**GOAL OF THE EXERCISE:**
Please count the lines of the data that contain "below" and state only the total.

**SUPPLIED INFORMATION:**
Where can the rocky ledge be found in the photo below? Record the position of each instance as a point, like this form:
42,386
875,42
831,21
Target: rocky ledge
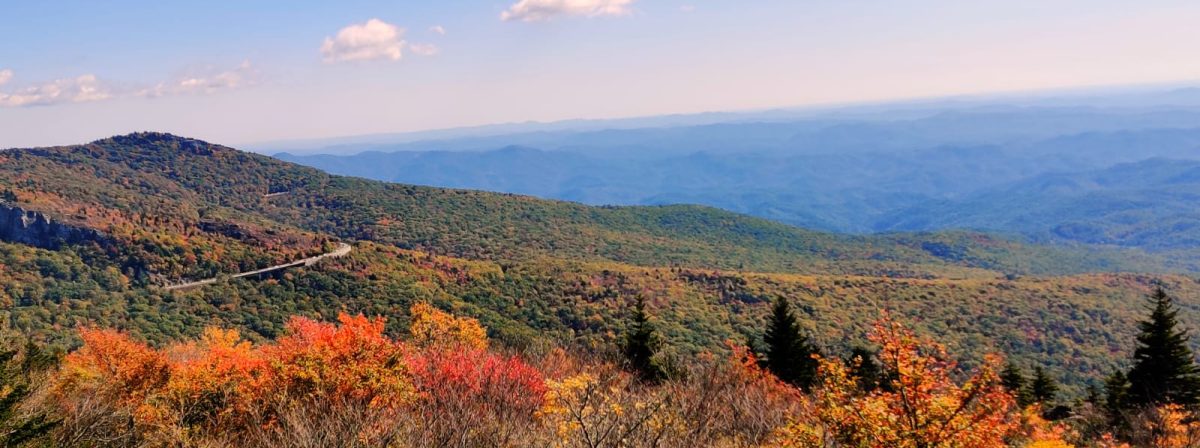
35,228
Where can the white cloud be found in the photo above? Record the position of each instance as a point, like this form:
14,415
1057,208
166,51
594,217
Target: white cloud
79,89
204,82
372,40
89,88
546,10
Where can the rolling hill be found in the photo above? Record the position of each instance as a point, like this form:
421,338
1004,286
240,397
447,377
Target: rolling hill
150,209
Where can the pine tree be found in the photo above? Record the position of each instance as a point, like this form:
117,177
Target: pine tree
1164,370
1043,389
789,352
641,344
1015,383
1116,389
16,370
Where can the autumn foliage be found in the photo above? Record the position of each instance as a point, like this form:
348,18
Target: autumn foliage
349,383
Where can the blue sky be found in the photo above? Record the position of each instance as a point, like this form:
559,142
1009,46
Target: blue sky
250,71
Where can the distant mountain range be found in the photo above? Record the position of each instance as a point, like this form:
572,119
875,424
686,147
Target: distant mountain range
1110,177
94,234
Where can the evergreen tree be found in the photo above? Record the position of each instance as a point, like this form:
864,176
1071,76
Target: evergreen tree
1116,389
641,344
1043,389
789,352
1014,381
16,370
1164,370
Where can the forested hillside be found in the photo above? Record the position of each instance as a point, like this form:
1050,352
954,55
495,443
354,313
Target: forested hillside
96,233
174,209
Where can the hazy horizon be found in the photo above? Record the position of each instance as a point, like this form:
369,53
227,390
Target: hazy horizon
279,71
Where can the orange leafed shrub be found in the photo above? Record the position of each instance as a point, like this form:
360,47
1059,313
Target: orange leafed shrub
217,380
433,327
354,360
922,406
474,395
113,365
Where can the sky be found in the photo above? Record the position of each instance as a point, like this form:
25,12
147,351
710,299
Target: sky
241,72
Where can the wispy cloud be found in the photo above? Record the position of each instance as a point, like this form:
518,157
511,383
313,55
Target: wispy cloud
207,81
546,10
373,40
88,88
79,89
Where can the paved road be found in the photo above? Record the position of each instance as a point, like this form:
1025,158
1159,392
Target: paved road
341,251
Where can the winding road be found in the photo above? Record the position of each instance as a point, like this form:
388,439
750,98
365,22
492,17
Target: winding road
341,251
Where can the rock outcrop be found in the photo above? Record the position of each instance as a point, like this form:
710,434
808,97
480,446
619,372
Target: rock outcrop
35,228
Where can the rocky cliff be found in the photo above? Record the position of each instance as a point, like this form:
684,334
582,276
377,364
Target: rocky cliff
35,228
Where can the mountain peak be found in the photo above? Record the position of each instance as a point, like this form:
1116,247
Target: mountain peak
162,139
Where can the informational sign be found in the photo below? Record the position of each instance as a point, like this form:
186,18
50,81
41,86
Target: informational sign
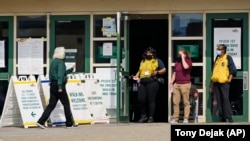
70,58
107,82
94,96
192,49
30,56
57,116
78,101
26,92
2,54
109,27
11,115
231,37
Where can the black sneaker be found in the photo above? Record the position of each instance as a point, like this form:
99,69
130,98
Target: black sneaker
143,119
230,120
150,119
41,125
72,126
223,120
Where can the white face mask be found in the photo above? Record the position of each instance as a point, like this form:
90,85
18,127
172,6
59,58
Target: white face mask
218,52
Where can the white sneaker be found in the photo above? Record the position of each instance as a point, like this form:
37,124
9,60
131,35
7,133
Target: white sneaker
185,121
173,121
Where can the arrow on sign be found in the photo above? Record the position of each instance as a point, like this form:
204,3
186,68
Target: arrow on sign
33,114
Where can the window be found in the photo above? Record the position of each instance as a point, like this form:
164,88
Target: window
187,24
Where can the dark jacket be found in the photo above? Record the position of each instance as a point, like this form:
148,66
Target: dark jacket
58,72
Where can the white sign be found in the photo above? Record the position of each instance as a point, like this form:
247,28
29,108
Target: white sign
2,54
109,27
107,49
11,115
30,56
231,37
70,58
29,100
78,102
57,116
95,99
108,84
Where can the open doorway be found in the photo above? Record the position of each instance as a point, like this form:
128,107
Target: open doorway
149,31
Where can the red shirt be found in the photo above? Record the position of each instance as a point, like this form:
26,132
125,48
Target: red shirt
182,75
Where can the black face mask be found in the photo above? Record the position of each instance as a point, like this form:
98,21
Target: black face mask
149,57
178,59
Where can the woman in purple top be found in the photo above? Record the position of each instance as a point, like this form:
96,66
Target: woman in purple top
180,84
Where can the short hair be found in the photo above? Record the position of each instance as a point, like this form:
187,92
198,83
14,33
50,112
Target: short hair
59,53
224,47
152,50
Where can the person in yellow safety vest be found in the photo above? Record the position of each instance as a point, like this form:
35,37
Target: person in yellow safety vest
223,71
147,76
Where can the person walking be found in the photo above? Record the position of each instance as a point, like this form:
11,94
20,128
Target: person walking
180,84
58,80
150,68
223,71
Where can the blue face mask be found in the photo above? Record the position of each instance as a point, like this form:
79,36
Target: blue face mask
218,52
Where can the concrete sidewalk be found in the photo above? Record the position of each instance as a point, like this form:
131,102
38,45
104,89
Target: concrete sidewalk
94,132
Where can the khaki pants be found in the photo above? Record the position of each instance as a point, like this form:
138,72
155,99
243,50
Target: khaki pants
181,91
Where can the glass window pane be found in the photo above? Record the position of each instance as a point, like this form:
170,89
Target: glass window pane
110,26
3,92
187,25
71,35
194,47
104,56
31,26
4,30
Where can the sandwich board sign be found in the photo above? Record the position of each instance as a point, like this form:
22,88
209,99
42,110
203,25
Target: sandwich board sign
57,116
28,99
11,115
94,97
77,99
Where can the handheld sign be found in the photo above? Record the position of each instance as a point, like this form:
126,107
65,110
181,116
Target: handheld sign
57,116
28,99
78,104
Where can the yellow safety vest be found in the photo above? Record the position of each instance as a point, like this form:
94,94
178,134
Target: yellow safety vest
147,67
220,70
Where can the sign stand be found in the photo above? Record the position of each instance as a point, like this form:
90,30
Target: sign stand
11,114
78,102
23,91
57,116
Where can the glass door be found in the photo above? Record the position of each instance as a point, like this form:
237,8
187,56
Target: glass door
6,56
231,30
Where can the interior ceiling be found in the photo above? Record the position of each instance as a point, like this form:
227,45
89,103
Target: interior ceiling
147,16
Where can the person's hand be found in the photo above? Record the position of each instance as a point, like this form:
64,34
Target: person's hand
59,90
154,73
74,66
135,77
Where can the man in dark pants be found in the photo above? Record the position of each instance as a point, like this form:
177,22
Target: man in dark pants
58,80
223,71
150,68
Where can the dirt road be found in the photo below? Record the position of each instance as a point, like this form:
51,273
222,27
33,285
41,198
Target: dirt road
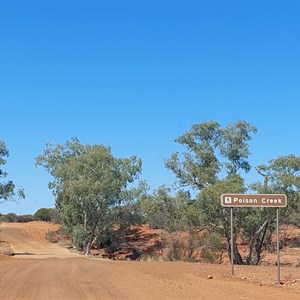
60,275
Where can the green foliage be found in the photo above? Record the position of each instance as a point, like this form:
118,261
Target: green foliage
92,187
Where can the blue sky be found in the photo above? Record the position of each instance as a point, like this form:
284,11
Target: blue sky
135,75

---

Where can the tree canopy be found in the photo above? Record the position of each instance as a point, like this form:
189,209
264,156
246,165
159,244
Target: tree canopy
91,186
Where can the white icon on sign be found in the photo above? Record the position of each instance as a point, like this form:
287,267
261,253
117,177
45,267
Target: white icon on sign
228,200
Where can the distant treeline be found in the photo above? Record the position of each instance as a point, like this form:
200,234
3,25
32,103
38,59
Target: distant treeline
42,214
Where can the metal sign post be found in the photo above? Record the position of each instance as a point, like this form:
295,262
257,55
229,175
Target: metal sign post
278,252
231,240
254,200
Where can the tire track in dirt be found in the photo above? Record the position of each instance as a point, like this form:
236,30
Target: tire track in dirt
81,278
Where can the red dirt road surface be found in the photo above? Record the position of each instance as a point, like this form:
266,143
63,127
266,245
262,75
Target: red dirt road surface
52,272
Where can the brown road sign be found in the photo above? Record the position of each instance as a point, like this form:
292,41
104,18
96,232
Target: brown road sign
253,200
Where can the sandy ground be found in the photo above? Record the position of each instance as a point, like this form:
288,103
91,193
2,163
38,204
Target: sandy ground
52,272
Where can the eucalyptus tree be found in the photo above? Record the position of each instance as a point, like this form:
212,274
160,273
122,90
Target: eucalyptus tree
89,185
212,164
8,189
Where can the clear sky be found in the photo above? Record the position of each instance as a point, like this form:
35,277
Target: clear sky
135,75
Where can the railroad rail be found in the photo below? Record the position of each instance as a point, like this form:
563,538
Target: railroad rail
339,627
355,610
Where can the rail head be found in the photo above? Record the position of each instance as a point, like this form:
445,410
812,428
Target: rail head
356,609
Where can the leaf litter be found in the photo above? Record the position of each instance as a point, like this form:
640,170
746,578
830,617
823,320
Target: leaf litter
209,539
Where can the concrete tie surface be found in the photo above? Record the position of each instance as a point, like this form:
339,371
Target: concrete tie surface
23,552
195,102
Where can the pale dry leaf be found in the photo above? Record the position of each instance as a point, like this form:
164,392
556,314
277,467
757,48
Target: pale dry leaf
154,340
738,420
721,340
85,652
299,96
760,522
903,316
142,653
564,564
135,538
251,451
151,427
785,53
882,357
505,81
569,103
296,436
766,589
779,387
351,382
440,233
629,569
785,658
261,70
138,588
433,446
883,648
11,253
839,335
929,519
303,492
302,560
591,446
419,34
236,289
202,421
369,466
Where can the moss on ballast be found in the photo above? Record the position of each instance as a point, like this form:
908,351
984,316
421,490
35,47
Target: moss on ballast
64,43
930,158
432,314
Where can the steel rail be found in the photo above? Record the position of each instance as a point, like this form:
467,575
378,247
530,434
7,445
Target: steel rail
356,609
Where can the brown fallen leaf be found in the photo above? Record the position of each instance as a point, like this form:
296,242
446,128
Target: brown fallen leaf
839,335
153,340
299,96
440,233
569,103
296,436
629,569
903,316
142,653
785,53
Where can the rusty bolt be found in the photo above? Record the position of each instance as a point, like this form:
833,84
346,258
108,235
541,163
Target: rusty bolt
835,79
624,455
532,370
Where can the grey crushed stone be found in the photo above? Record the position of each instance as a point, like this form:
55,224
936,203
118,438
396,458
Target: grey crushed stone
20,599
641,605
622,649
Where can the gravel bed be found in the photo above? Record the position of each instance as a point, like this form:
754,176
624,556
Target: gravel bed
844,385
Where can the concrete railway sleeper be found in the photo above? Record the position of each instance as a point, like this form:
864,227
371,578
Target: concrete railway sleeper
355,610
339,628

**REPLY:**
4